Retype every one of the records below with no changes to any character.

Stored items:

+++

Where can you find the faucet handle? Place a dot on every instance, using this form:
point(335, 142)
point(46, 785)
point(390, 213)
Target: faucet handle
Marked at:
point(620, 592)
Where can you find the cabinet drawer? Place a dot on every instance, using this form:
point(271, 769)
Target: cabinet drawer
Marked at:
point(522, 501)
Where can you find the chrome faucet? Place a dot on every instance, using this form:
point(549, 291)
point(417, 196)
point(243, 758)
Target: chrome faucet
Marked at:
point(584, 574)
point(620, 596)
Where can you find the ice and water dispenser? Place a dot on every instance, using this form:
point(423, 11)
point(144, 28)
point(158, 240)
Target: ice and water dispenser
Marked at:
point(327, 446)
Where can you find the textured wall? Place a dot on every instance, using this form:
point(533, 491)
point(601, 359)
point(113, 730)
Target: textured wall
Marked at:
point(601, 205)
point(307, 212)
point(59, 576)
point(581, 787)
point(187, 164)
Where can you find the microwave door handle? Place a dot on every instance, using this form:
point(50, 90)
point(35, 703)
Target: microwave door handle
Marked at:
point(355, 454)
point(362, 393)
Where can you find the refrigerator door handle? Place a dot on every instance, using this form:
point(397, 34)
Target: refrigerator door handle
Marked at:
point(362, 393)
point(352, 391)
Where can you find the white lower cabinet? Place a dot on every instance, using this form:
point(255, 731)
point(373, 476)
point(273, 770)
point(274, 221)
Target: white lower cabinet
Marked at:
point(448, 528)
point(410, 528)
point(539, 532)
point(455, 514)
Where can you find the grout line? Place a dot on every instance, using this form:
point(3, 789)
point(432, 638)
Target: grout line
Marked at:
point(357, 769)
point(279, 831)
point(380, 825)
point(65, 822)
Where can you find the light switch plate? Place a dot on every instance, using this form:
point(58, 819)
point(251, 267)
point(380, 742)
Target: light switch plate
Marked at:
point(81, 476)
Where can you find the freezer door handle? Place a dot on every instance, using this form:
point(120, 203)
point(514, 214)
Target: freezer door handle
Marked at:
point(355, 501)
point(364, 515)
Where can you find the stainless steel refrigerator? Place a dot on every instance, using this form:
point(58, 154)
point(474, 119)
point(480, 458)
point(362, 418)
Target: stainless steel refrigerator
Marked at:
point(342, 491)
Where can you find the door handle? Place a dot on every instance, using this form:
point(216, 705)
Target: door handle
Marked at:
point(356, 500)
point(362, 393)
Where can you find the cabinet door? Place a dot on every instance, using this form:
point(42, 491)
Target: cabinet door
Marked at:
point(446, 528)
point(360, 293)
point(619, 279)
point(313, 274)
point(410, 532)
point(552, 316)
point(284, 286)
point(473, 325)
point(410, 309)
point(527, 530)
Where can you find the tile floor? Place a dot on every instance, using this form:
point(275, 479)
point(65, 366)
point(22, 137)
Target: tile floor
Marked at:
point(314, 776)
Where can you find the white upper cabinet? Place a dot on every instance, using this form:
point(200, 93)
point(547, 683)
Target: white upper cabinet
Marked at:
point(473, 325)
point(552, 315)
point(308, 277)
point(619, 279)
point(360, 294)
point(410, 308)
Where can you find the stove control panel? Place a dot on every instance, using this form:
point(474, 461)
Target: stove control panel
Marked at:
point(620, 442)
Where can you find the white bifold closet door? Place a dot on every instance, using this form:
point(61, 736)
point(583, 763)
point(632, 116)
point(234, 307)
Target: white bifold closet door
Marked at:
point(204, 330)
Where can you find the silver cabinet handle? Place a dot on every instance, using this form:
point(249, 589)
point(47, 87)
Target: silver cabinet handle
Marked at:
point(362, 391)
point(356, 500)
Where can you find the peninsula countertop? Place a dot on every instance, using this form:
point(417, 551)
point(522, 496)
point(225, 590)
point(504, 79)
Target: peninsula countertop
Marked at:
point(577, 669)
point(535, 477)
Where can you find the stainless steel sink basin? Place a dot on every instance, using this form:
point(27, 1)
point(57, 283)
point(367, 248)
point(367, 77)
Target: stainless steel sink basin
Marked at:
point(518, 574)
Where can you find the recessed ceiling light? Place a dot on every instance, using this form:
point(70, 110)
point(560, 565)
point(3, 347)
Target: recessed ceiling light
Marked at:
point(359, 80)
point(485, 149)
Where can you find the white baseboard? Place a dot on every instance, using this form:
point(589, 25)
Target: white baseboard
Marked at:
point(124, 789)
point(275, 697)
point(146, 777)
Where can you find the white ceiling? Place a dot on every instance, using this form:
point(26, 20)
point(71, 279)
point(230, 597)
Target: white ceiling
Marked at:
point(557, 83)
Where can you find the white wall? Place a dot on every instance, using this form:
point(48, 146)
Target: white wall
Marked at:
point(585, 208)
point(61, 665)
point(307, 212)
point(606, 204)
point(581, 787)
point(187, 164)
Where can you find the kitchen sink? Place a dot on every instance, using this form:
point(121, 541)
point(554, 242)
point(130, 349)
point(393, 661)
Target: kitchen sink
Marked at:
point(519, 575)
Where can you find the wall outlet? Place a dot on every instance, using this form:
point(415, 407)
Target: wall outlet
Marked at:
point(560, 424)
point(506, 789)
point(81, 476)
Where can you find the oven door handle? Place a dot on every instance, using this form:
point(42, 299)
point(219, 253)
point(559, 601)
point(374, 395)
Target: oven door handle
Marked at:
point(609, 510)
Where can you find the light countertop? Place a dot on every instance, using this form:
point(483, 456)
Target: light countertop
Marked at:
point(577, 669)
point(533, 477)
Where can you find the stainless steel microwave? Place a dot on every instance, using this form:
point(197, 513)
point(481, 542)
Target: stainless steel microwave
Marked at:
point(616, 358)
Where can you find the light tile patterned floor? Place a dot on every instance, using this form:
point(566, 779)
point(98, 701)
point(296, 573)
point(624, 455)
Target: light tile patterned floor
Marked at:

+++

- Result -
Where can you find the faucet handle? Place a dot on every instance, using this form:
point(335, 142)
point(46, 785)
point(390, 213)
Target: faucet handle
Marked at:
point(620, 592)
Where can you find the cabinet drawer? Place a dot on every instance, using this form:
point(271, 769)
Target: cabinet drawer
Marked at:
point(522, 501)
Where can you find the chrome faucet? Place a dot on every instance, using this form:
point(549, 291)
point(417, 196)
point(243, 758)
Target: chrome faucet
Marked at:
point(584, 574)
point(620, 596)
Where can you find the ice and water dispenser? Place a dot on every instance, using this form:
point(423, 11)
point(144, 28)
point(158, 240)
Target: ice and water dispenser
Marked at:
point(327, 446)
Where can you find the textured wall? Place a dot on every instance, using this form:
point(533, 491)
point(601, 359)
point(113, 730)
Target: textured wall
Marked at:
point(601, 205)
point(307, 212)
point(59, 576)
point(581, 787)
point(187, 164)
Where can you find the microwave door handle? Place a dot on every instance, using this form:
point(50, 90)
point(35, 703)
Target: microwave door handle
Marked at:
point(355, 454)
point(362, 393)
Where can you find the refrigerator door handle? Place a dot on every instance, using this form:
point(397, 34)
Target: refrigerator door handle
Marked at:
point(362, 393)
point(352, 391)
Where can you find the white lower cabinet? Place a dot on every instance, using this form:
point(255, 731)
point(373, 476)
point(273, 770)
point(274, 221)
Target: white lower cabinet
Marked at:
point(448, 528)
point(410, 528)
point(539, 532)
point(455, 514)
Where can you find the grout line? Place a dot on every instance, using this form:
point(3, 789)
point(432, 638)
Target: grout line
Marked at:
point(357, 769)
point(279, 831)
point(380, 825)
point(65, 822)
Where can you find the light switch plate? Place a dot on every instance, using this form:
point(58, 819)
point(251, 267)
point(380, 742)
Target: light switch plate
Marked at:
point(81, 476)
Where can you find the freezer door handle? Place a dot on every instance, using this form:
point(120, 203)
point(514, 214)
Target: freezer door handle
Marked at:
point(355, 501)
point(364, 515)
Where can you find the stainless steel refrigerator? Place a dot on every instance, using this form:
point(58, 154)
point(474, 119)
point(480, 458)
point(362, 418)
Target: stainless steel refrigerator
Marked at:
point(342, 491)
Where can you find the door handle? Place a dot on every instance, using this form:
point(216, 705)
Target: door handle
Marked at:
point(356, 500)
point(362, 393)
Where can you find the cabinet door? Place a dot on every instance, using this form:
point(42, 491)
Target: cabinet door
Marked at:
point(446, 528)
point(360, 293)
point(619, 279)
point(313, 274)
point(410, 532)
point(552, 316)
point(284, 286)
point(473, 325)
point(410, 309)
point(527, 530)
Where can you find the tile floor? Place a dot on every instance, using this form:
point(275, 479)
point(65, 366)
point(22, 137)
Target: tile floor
Marked at:
point(314, 776)
Where can you find the white upper cabinet? Place a dot on every instance, using this form:
point(200, 93)
point(547, 683)
Target: white upper cabinet
Marked at:
point(473, 325)
point(552, 315)
point(308, 277)
point(619, 279)
point(360, 294)
point(410, 308)
Where can you find the stove control panel? Place a dot on every instance, using this form:
point(474, 461)
Target: stove control panel
Marked at:
point(620, 442)
Where can you find the white bifold closet door? Place a dot on every instance, using this form:
point(61, 736)
point(583, 763)
point(632, 116)
point(234, 307)
Target: white bifold closet door
Marked at:
point(204, 330)
Where can you find the silver cabinet handle? Place a dot on every instance, using this form:
point(249, 589)
point(47, 87)
Target: silver cabinet handle
Marked at:
point(362, 391)
point(356, 500)
Where can you find the peninsula countertop? Place a dot on every instance, using this form:
point(417, 551)
point(522, 496)
point(225, 590)
point(504, 79)
Target: peninsula countertop
Marked at:
point(577, 669)
point(535, 477)
Where can you find the stainless steel sink basin? Place a dot on every instance, using this form:
point(27, 1)
point(57, 283)
point(367, 248)
point(367, 77)
Target: stainless steel sink basin
Marked at:
point(518, 574)
Where can you find the recessed ceiling light? Place a dot on every instance, using this form:
point(70, 110)
point(560, 565)
point(3, 347)
Target: recessed ceiling light
Marked at:
point(359, 80)
point(485, 149)
Where can you find the white baseboard? Place a dot on every instance, using this form:
point(589, 25)
Target: white baseboard
Marked at:
point(124, 789)
point(275, 697)
point(146, 777)
Where can you find the white ceiling? Place a dot on every instance, using this form:
point(26, 20)
point(71, 279)
point(230, 597)
Target: white ceiling
Marked at:
point(557, 83)
Where can you find the white wall? Place a dot on every instance, using this form:
point(48, 146)
Target: white wall
Marked at:
point(585, 208)
point(61, 665)
point(307, 212)
point(606, 204)
point(581, 787)
point(187, 164)
Where can you find the kitchen sink? Place a dot on every instance, using this form:
point(121, 541)
point(554, 242)
point(130, 349)
point(393, 661)
Target: kitchen sink
Marked at:
point(519, 575)
Where can you find the wall outlet? Place a dot on every instance, using this form:
point(415, 407)
Target: wall outlet
Marked at:
point(560, 424)
point(506, 789)
point(81, 476)
Where can you find the oven door handle? Place a dot on every instance, using this form:
point(42, 299)
point(219, 253)
point(559, 601)
point(374, 395)
Target: oven door handle
Marked at:
point(609, 510)
Where can you find the light countertop? Place a dot on every instance, using this form:
point(483, 456)
Target: light countertop
Marked at:
point(577, 669)
point(533, 477)
Where can you find the stainless steel microwave? Place a dot on every instance, using this form:
point(197, 513)
point(481, 542)
Target: stainless steel microwave
Marked at:
point(616, 358)
Where can you find the light tile patterned floor? Place a dot on every instance, using this form:
point(566, 779)
point(98, 701)
point(296, 573)
point(624, 455)
Target: light tile patterned floor
Marked at:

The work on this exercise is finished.